### Set exercise
Restate, word for word, every line of the data.

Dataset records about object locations
☆ ☆ ☆

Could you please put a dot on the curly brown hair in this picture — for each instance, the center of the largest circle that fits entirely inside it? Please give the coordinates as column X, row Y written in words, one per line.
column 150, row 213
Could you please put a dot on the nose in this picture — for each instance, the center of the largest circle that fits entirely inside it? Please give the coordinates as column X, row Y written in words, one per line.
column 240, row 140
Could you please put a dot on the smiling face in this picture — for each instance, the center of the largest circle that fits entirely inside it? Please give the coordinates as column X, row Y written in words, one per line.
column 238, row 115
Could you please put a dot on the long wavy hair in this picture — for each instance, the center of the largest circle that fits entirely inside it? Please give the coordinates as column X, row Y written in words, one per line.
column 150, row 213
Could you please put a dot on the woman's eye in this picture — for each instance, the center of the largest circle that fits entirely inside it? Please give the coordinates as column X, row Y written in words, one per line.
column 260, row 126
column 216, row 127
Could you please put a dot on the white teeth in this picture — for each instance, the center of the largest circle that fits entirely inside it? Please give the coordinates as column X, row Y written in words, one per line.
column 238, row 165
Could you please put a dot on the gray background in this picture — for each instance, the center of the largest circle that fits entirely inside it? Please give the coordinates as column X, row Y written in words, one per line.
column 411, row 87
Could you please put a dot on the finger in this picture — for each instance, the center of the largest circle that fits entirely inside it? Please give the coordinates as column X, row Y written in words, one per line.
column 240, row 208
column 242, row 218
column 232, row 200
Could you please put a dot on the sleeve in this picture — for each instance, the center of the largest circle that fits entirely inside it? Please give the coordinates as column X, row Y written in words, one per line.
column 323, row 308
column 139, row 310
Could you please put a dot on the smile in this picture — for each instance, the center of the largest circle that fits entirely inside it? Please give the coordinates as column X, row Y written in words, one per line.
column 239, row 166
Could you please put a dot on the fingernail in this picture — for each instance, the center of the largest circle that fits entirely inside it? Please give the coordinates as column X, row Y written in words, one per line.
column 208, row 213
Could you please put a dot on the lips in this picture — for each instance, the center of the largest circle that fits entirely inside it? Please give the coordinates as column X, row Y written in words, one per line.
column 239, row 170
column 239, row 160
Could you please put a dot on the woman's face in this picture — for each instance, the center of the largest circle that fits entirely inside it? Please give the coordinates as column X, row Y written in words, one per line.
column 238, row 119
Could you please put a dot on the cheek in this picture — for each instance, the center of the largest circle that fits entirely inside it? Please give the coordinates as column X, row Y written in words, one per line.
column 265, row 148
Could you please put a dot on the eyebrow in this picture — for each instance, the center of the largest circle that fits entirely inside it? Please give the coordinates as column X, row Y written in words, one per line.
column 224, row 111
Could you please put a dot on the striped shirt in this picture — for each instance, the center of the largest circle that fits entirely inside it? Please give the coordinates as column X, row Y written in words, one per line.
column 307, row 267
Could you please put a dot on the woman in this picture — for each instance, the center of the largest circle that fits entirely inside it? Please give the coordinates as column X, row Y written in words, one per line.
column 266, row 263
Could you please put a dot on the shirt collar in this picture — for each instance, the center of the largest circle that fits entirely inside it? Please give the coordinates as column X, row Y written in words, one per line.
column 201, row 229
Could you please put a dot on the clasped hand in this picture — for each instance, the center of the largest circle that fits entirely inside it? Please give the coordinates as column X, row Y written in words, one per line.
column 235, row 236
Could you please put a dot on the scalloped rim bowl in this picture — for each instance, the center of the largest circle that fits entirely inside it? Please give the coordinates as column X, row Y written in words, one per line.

☆ ☆ ☆

### Final answer
Could you please put a dot on the curly brown hair in this picture — for each instance, the center of the largest circle that fits entirely inside it? Please give the coordinates as column X, row Y written in words, one per line.
column 150, row 213
Could you please put a dot on the nose in this picture — for each instance, the center of the largest circle that fits entirely inside it? Please give the coordinates as column X, row Y written in words, one per line.
column 240, row 140
Could you please put a dot on the smiling face in this picture — for each instance, the center of the largest circle that fits entirely inside it? Please give the coordinates as column X, row Y written in words, one per line.
column 238, row 115
Could you please put a dot on the long wavy hair in this picture — for each instance, the center of the largest circle that fits entirely inside it? Please give the coordinates as column X, row Y written in words, one per line.
column 150, row 213
Could you please put a dot on the woman's eye in this picture — for each instance, the center of the largest circle that fits entirely inside it? Please give the coordinates as column X, row Y written in words, one per line.
column 260, row 126
column 216, row 127
Could you please put a dot on the white teeth in this picture — for each instance, the center of the largest circle that fits entirely inside it? Please give the coordinates as column X, row Y written in words, one per line.
column 238, row 165
Could you please put a dot on the gray background in this picture — for each instance, the center of the largest circle that fits entirely inside it? Please give the coordinates as column X, row Y written in words, one per line.
column 411, row 87
Could you please put a dot on the finger in this picture — for each instance, the center of the largest circle that fits entirely inside it? Please give the coordinates as column X, row Y written in words, one per line.
column 240, row 208
column 242, row 218
column 232, row 200
Could you please put a dot on the sleeve in this picture — for each instance, the center of the largest circle that fits entirely inside it? Please give the coordinates as column X, row Y written in words, one per line.
column 323, row 308
column 139, row 310
Could you please put a dot on the smile in this picture — for each instance, the center of the largest circle that fits entirely inside it? Please give the coordinates as column X, row Y written in words, one per line.
column 239, row 166
Could you please put a dot on the fingernail in this picture — for each instance, the center of the largest circle that fits entirely inside it? Please give the coordinates as column X, row Y written in words, one per line.
column 208, row 213
Could you please put a dot on the lips in this picture — for each instance, the center of the largest circle that fits entirely inside it? Please give the coordinates as column X, row Y written in words, one per line.
column 239, row 170
column 239, row 160
Could you please put a dot on the woman's face in this picture — for each instance, the center of the largest circle that fits entirely inside it? Please give the coordinates as column X, row Y written in words, one per line.
column 238, row 119
Could you please put a dot on the cheek in this picture — for each instance, the center of the largest circle that fits entirely inside it? Please give the coordinates as column X, row Y written in words, one per line.
column 265, row 148
Could you please put a dot on the eyebrow in this picture — for each instance, the center of the largest circle that fits entirely inside it? Please give the coordinates as column X, row Y written in words, one per line.
column 224, row 111
Could you please put a dot on the striped shirt in this picture — for each instance, the center of the largest circle that fits entirely inside it? Please give the coordinates as column X, row Y written in words, one per line.
column 307, row 267
Could you please put a dot on the woman in this picture — for each instance, the center of the largest circle that fits entirely inside it? Please give the coordinates as column X, row Y written in words, one per line.
column 266, row 263
Could you please put a dot on the shirt collar in this picture — for each instance, the center of the largest circle that fits entirely inside it? Please give the coordinates as column X, row Y written in words, one per line.
column 201, row 229
Could you please put a dot on the clasped hand in this picture — for each instance, the center of the largest circle that fits entirely inside it? Please give the coordinates as column X, row Y written in words, one per line.
column 235, row 236
Could you please put a dot on the scalloped rim bowl in this picture — for each instance, the center of the largest circle that fits entirely inside it? Please give the coordinates as column X, row Y written in words, one per line.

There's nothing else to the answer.